* Some records *
— START —

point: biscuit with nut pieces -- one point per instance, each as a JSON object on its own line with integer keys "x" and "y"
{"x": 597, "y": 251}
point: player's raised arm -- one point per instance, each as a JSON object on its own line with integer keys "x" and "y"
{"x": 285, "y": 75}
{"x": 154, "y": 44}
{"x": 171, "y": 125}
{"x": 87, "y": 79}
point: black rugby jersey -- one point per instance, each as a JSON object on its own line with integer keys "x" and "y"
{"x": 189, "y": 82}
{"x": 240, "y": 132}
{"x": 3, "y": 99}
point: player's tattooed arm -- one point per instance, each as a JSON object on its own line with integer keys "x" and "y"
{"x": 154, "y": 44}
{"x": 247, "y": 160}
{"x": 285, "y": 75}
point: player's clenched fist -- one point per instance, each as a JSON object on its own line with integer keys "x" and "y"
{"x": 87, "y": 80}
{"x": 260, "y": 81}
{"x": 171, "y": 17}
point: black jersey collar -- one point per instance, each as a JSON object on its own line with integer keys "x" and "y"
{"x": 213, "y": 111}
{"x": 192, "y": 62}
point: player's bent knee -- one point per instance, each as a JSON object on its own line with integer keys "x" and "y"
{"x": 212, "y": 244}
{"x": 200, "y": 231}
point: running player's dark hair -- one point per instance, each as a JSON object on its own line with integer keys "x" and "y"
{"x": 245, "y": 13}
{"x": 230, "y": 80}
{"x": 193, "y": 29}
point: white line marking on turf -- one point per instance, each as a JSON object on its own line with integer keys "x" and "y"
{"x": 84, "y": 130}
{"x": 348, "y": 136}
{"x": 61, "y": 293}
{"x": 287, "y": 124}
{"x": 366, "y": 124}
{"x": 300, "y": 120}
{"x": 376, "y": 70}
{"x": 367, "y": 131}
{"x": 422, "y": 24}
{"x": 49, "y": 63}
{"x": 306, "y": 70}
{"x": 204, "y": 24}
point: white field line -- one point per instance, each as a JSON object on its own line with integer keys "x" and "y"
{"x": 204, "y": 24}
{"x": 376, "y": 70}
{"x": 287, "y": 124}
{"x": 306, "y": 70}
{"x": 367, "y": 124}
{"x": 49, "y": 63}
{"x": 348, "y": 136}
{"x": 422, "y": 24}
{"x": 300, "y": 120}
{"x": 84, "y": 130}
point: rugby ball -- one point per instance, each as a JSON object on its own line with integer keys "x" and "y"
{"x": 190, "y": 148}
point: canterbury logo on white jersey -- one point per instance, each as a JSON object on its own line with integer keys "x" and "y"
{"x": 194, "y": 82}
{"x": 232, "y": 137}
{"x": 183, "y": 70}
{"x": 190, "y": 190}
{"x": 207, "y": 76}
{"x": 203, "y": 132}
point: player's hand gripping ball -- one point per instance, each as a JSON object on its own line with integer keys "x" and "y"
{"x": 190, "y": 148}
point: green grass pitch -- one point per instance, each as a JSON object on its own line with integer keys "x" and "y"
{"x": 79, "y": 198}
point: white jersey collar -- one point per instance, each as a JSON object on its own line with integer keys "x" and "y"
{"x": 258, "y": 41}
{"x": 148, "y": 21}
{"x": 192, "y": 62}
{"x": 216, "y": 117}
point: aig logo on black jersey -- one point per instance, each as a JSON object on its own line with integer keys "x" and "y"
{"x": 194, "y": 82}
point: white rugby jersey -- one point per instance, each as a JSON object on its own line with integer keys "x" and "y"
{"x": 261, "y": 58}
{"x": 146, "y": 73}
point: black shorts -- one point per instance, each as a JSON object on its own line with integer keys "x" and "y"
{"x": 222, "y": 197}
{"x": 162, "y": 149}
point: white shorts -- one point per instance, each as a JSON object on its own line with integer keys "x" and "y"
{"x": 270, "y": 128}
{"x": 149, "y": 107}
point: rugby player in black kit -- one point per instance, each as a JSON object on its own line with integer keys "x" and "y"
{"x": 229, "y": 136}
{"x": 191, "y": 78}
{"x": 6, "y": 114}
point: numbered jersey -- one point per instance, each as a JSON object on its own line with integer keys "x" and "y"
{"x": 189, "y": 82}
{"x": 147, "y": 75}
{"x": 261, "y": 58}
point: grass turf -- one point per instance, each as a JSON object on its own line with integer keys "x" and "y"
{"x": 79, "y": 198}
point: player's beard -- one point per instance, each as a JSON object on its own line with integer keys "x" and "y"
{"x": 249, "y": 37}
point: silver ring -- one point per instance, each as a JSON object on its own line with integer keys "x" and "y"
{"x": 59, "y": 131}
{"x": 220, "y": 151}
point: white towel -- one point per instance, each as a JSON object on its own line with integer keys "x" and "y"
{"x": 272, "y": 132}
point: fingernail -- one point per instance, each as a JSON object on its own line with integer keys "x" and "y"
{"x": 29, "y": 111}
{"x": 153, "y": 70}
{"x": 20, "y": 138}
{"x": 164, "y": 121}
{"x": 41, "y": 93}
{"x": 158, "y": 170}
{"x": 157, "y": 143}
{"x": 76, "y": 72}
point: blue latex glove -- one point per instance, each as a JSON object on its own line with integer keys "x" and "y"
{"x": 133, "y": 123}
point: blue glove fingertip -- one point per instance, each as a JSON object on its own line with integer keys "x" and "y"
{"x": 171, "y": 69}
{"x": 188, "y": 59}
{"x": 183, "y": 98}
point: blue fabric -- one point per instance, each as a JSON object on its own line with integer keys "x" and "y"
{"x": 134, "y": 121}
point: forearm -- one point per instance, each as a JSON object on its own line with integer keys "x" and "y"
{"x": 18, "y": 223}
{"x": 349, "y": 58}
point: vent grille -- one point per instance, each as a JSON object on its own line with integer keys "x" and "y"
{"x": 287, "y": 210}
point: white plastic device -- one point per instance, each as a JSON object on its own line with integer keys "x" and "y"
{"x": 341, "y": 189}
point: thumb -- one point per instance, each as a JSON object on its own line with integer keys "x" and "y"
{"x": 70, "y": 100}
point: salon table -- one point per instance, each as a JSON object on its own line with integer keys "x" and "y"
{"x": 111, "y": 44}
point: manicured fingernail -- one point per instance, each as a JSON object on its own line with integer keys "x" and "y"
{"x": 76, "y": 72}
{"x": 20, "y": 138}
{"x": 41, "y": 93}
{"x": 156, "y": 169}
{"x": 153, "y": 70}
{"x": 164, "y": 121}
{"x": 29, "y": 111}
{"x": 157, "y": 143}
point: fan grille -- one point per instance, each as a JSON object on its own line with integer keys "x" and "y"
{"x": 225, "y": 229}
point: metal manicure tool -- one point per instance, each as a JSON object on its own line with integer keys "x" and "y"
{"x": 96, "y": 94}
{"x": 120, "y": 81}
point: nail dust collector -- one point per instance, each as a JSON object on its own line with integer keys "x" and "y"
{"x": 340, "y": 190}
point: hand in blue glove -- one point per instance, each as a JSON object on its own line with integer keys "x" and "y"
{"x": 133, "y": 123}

— END —

* INSTRUCTIONS TO FOLLOW *
Copy all the entries verbatim.

* RESULT *
point: biscuit with nut pieces -- one point per instance, each as a JSON object on its own line with integer keys "x" and "y"
{"x": 597, "y": 251}
point: player's raised arm -- one point per instance, each as a JSON object on its own line with integer keys "x" and "y"
{"x": 285, "y": 75}
{"x": 154, "y": 44}
{"x": 171, "y": 125}
{"x": 87, "y": 79}
point: black rugby jersey -- one point per instance, each as a JSON object on its own line with integer keys "x" and "y"
{"x": 189, "y": 82}
{"x": 240, "y": 132}
{"x": 3, "y": 99}
point: player's tattooed arm -- one point per instance, each as a JSON object on its own line with integer keys "x" and "y"
{"x": 154, "y": 44}
{"x": 247, "y": 160}
{"x": 285, "y": 75}
point: player's clenched fist -- one point per instance, each as a JSON object on its own line with integer keys "x" and "y"
{"x": 87, "y": 80}
{"x": 260, "y": 81}
{"x": 171, "y": 17}
point: black jersey collar -- one point per instance, each as a JSON object on its own line with integer keys "x" and "y"
{"x": 213, "y": 111}
{"x": 192, "y": 62}
point: player's bent knee -- one point per instance, each as a JSON object on its own line with integer keys "x" and "y"
{"x": 212, "y": 244}
{"x": 200, "y": 231}
point: running player's dark hair -- one point per instance, each as a JSON object on its own line with integer keys "x" and "y"
{"x": 245, "y": 13}
{"x": 230, "y": 80}
{"x": 193, "y": 29}
point: white line marking on turf -- one point per instance, each as a JSON object on its own line with integer keys "x" and "y"
{"x": 84, "y": 130}
{"x": 348, "y": 136}
{"x": 61, "y": 293}
{"x": 287, "y": 124}
{"x": 366, "y": 124}
{"x": 300, "y": 120}
{"x": 376, "y": 70}
{"x": 367, "y": 131}
{"x": 422, "y": 24}
{"x": 49, "y": 63}
{"x": 306, "y": 70}
{"x": 204, "y": 24}
point: white field line -- one point per instance, each as a JSON object on its own line with integer keys "x" and "y"
{"x": 204, "y": 24}
{"x": 376, "y": 70}
{"x": 287, "y": 124}
{"x": 306, "y": 70}
{"x": 367, "y": 124}
{"x": 49, "y": 63}
{"x": 348, "y": 136}
{"x": 422, "y": 24}
{"x": 300, "y": 120}
{"x": 84, "y": 130}
point: rugby ball -- one point per instance, each as a JSON object on its own line with integer keys "x" and "y"
{"x": 190, "y": 148}
point: canterbury logo on white jersey -- one point per instance, each as a JSON object on its own line with integer keys "x" and "y"
{"x": 194, "y": 82}
{"x": 232, "y": 137}
{"x": 183, "y": 70}
{"x": 190, "y": 190}
{"x": 207, "y": 76}
{"x": 203, "y": 132}
point: player's hand gripping ball -- one point per instance, each as a JSON object on its own line with integer keys "x" and "y"
{"x": 190, "y": 148}
point: green grass pitch -- one point per instance, each as a JSON object on its own line with integer keys "x" and "y"
{"x": 79, "y": 198}
point: white jersey collar -- one point per instance, each as a JSON object on its own line with integer keys "x" and "y"
{"x": 258, "y": 41}
{"x": 148, "y": 21}
{"x": 192, "y": 62}
{"x": 216, "y": 117}
point: aig logo on black jersey -- one point per instance, each as a JSON object on its own line with integer keys "x" and "y"
{"x": 194, "y": 82}
point: white rugby jersey -- one point per instance, each as a JSON object on its own line with integer keys "x" and "y"
{"x": 261, "y": 58}
{"x": 146, "y": 73}
point: black shorts -- one point per instance, each as a JSON object on its own line with integer keys "x" and "y"
{"x": 222, "y": 197}
{"x": 162, "y": 149}
point: white shorts -- one point per instance, each as a JSON object on its own line with integer keys "x" and "y"
{"x": 270, "y": 128}
{"x": 149, "y": 107}
point: rugby player in black kit -- one point per instance, each as a JSON object on its own line with integer keys "x" and "y"
{"x": 229, "y": 136}
{"x": 191, "y": 78}
{"x": 6, "y": 114}
point: numbered jersey -- one point per instance, each as a JSON object on its own line with integer keys "x" and "y"
{"x": 189, "y": 82}
{"x": 147, "y": 75}
{"x": 261, "y": 58}
point: grass turf -- one point per instance, each as a JSON object on its own line with integer keys "x" and "y"
{"x": 79, "y": 198}
point: player's beard -- one point per instance, each as a JSON object on its own line with integer keys "x" and "y"
{"x": 249, "y": 37}
point: silver ring -- one point per instance, each as a JSON object on its own line with integer keys "x" and "y"
{"x": 59, "y": 131}
{"x": 220, "y": 151}
point: white towel -- one point per instance, each as a JSON object on its own line with integer keys "x" and "y"
{"x": 272, "y": 132}
point: fingernail -- one point per instance, each as a JSON object on its own line with integer keys "x" and "y"
{"x": 29, "y": 111}
{"x": 153, "y": 70}
{"x": 20, "y": 138}
{"x": 164, "y": 121}
{"x": 41, "y": 93}
{"x": 158, "y": 170}
{"x": 157, "y": 143}
{"x": 76, "y": 72}
point: blue latex glove -- one point per instance, each as a JSON object on its own line with integer keys "x" and "y"
{"x": 133, "y": 123}
point: blue glove fingertip -- one point per instance, each as a JSON object on its own line with integer keys "x" and "y"
{"x": 171, "y": 69}
{"x": 188, "y": 59}
{"x": 183, "y": 98}
point: blue fabric -- one point per instance, each as a JSON object on its own line with integer keys "x" and "y"
{"x": 134, "y": 121}
point: forearm -- one point per instance, each as a JSON object on its own line with integer keys "x" and "y"
{"x": 18, "y": 223}
{"x": 349, "y": 58}
point: vent grille -- one point per instance, each as a JSON object on its own line with integer keys "x" and "y"
{"x": 287, "y": 210}
point: white plastic device -- one point per instance, each as a JSON object on its own line with integer keys "x" and "y"
{"x": 341, "y": 189}
point: thumb -- one point per instance, each as a JSON object on its own line with integer keys "x" and "y"
{"x": 70, "y": 100}
point: salon table -- one point per instance, each as a JSON object on its own line with integer keys "x" and "y"
{"x": 111, "y": 44}
point: manicured fingernail -- one point per instance, each as a JSON object on its own line with integer keys "x" and "y"
{"x": 76, "y": 72}
{"x": 20, "y": 138}
{"x": 41, "y": 93}
{"x": 156, "y": 169}
{"x": 153, "y": 70}
{"x": 164, "y": 121}
{"x": 29, "y": 111}
{"x": 157, "y": 143}
point: fan grille -- one point per instance, each as a JSON object on its own line with integer keys "x" and "y"
{"x": 225, "y": 229}
point: metal manicure tool -- one point per instance, each as a JSON object on its own line with integer keys "x" and "y"
{"x": 96, "y": 94}
{"x": 120, "y": 81}
point: nail dust collector -- one point per instance, each as a JSON object on its own line with integer keys "x" and "y"
{"x": 340, "y": 190}
point: hand in blue glove -- one point per instance, each as a JSON object on its own line with integer keys "x" and "y"
{"x": 133, "y": 123}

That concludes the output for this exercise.